* VORGEGEBENER TEXT *
Abstrakt betrachtet wird die zulässige Publikationstätigkeit der Gemeinde innerlich durch den Bezug zu den ihr zugewiesenen öffentlichen Aufgaben im Rahmen der kommunalen Selbstverwaltung gem. Art. 28 Abs. 2 S. 1 GG begrenzt. Es ist daher stets ein Bezug der Informationstätigkeit zu den Angelegenheiten der örtlichen Gemeinschaft erforderlich. Umgekehrt ist die kommunale Selbstverwaltungsgarantie nicht geeignet, als Schranke der Pressefreiheit zu fungieren. Ihr Gewährleistungsgehalt betrifft die Kompetenzverteilung zugunsten der Gemeinden im Verhältnis zu anderen staatlichen Organisationseinheiten und entfaltet keine einschränkende Wirkung gegenüber anderen Grundrechtsträgern und verfassungsrechtlichen Instituten.  Eine Rechtfertigung weitergehender Publikationstätigkeit der Gemeinde kann daher nicht auf Grundlage der Selbstverwaltungsgarantie erfolgen. Vielmehr stellt die Institutsgarantie der freien Presse die äußere Grenze der zulässigen Publikationstätigkeit dar.

* BEREITGESTELLTE DATEN *
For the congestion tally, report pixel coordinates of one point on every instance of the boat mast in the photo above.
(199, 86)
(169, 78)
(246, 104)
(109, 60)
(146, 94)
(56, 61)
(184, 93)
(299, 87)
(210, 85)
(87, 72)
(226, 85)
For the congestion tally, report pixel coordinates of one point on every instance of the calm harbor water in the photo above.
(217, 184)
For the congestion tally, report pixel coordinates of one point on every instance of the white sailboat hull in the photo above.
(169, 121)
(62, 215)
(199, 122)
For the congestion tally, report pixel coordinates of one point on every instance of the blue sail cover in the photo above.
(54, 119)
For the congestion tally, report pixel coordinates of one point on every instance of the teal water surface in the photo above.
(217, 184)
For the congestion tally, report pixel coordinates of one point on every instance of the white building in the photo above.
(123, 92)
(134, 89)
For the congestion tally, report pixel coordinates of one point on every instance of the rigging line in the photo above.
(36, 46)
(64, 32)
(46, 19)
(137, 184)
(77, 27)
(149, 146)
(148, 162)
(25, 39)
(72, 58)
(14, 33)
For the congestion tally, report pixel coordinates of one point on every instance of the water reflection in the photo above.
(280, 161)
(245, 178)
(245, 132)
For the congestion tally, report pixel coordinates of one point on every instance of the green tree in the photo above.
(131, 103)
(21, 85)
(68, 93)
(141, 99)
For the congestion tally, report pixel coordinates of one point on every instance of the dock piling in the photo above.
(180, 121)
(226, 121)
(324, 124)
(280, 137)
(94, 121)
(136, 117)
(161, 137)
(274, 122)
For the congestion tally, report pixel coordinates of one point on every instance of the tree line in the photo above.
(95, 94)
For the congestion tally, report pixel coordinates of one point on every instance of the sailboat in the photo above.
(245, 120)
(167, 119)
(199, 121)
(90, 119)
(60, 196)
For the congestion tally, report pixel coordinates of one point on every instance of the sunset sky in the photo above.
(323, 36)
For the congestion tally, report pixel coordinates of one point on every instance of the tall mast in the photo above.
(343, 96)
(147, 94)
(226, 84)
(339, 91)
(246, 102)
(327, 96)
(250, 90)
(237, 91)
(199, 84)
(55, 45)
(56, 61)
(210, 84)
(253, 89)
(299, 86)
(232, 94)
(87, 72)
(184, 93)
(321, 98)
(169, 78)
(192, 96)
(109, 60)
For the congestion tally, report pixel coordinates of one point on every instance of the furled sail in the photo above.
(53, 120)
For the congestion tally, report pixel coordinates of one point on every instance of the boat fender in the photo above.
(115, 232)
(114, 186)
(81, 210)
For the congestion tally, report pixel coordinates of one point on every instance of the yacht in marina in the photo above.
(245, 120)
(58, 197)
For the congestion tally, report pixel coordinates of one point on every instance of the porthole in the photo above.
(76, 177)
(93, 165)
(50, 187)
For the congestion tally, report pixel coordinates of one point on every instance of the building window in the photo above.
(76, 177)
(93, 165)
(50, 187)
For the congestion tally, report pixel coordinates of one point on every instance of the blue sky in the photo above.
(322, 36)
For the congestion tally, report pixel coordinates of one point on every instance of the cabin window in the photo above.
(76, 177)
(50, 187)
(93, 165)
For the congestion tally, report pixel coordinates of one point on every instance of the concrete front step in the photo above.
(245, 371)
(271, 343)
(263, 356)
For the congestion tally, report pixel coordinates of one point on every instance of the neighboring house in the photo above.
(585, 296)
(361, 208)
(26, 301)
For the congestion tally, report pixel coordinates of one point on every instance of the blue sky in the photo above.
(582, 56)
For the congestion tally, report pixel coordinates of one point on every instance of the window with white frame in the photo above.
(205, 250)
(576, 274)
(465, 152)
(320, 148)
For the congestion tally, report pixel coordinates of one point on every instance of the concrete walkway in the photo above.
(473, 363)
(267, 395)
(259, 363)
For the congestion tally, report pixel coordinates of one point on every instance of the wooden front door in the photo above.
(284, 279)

--

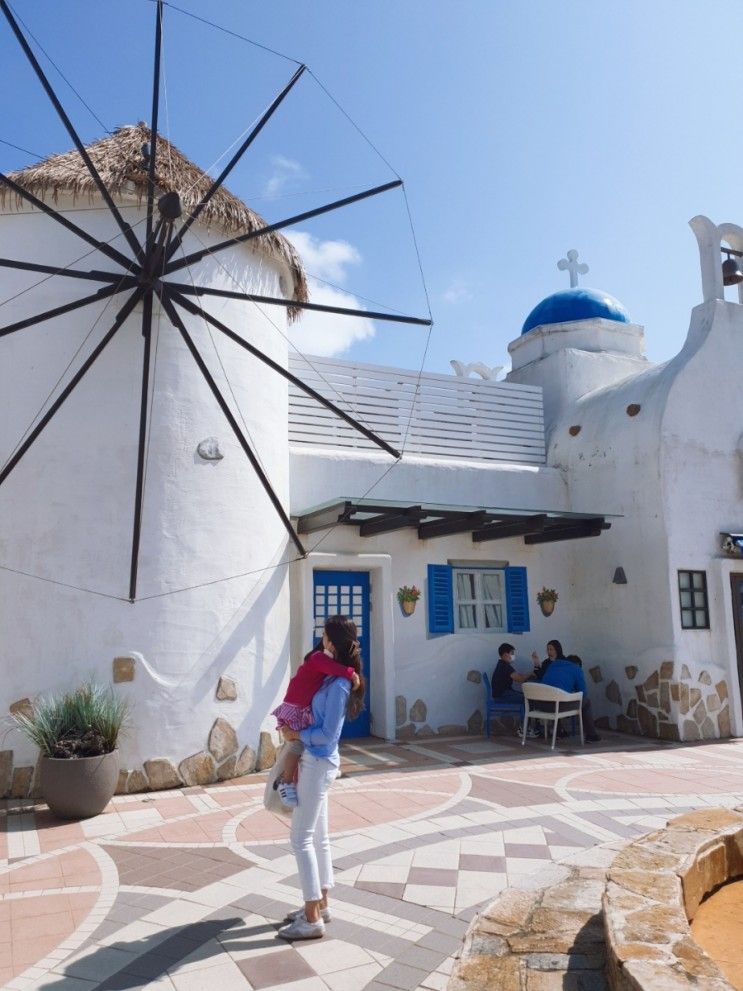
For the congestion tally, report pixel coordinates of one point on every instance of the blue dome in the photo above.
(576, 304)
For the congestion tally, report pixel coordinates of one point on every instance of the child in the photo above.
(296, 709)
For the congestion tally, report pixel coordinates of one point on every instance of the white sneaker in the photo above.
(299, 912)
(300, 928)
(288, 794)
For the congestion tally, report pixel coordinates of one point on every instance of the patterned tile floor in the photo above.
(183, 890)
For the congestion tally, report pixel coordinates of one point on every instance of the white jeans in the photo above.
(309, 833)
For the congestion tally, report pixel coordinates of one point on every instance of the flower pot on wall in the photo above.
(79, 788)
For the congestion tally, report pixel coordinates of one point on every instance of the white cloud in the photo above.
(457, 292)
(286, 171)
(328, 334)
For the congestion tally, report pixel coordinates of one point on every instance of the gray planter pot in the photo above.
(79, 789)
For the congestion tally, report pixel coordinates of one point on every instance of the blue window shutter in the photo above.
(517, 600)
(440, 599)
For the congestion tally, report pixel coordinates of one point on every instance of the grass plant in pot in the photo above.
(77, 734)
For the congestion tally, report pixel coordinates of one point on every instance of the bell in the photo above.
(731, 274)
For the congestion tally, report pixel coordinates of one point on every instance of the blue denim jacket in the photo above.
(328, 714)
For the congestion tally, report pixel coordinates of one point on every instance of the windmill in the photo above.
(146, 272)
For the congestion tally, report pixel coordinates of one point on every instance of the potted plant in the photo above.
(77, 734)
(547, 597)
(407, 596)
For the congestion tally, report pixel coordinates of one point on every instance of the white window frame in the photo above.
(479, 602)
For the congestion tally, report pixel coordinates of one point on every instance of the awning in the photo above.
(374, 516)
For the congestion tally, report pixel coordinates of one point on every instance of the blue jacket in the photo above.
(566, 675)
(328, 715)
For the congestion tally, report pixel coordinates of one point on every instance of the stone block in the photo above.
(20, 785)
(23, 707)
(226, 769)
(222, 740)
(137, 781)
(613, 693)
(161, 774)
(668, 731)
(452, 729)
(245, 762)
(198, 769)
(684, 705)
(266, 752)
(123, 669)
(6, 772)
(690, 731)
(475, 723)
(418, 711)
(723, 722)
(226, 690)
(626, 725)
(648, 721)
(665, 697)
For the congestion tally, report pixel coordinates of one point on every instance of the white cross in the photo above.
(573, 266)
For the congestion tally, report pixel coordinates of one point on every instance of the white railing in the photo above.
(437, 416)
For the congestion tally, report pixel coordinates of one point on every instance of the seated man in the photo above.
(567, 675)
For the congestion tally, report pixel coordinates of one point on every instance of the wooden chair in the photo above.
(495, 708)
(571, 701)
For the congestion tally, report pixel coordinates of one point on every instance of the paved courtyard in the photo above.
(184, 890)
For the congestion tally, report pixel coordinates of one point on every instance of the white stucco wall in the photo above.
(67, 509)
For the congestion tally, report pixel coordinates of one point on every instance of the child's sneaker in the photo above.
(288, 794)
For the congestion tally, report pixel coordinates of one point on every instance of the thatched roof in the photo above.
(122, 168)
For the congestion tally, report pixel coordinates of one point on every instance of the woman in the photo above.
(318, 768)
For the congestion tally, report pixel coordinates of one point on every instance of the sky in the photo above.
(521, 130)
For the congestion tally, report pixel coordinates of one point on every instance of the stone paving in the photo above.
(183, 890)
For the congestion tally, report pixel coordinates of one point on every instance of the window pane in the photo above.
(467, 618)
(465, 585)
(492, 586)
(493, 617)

* ZIEL DER ÜBUNG *
Wiederhole den Text über die Publikationstätigkeit der Gemeinde vollständig und Wort für Wort. Stütze dich allein auf den vorgegebenen Text.

* VOLLSTÄNDIGE ANTWORT *
Abstrakt betrachtet wird die zulässige Publikationstätigkeit der Gemeinde innerlich durch den Bezug zu den ihr zugewiesenen öffentlichen Aufgaben im Rahmen der kommunalen Selbstverwaltung gem. Art. 28 Abs. 2 S. 1 GG begrenzt. Es ist daher stets ein Bezug der Informationstätigkeit zu den Angelegenheiten der örtlichen Gemeinschaft erforderlich. Umgekehrt ist die kommunale Selbstverwaltungsgarantie nicht geeignet, als Schranke der Pressefreiheit zu fungieren. Ihr Gewährleistungsgehalt betrifft die Kompetenzverteilung zugunsten der Gemeinden im Verhältnis zu anderen staatlichen Organisationseinheiten und entfaltet keine einschränkende Wirkung gegenüber anderen Grundrechtsträgern und verfassungsrechtlichen Instituten.  Eine Rechtfertigung weitergehender Publikationstätigkeit der Gemeinde kann daher nicht auf Grundlage der Selbstverwaltungsgarantie erfolgen. Vielmehr stellt die Institutsgarantie der freien Presse die äußere Grenze der zulässigen Publikationstätigkeit dar.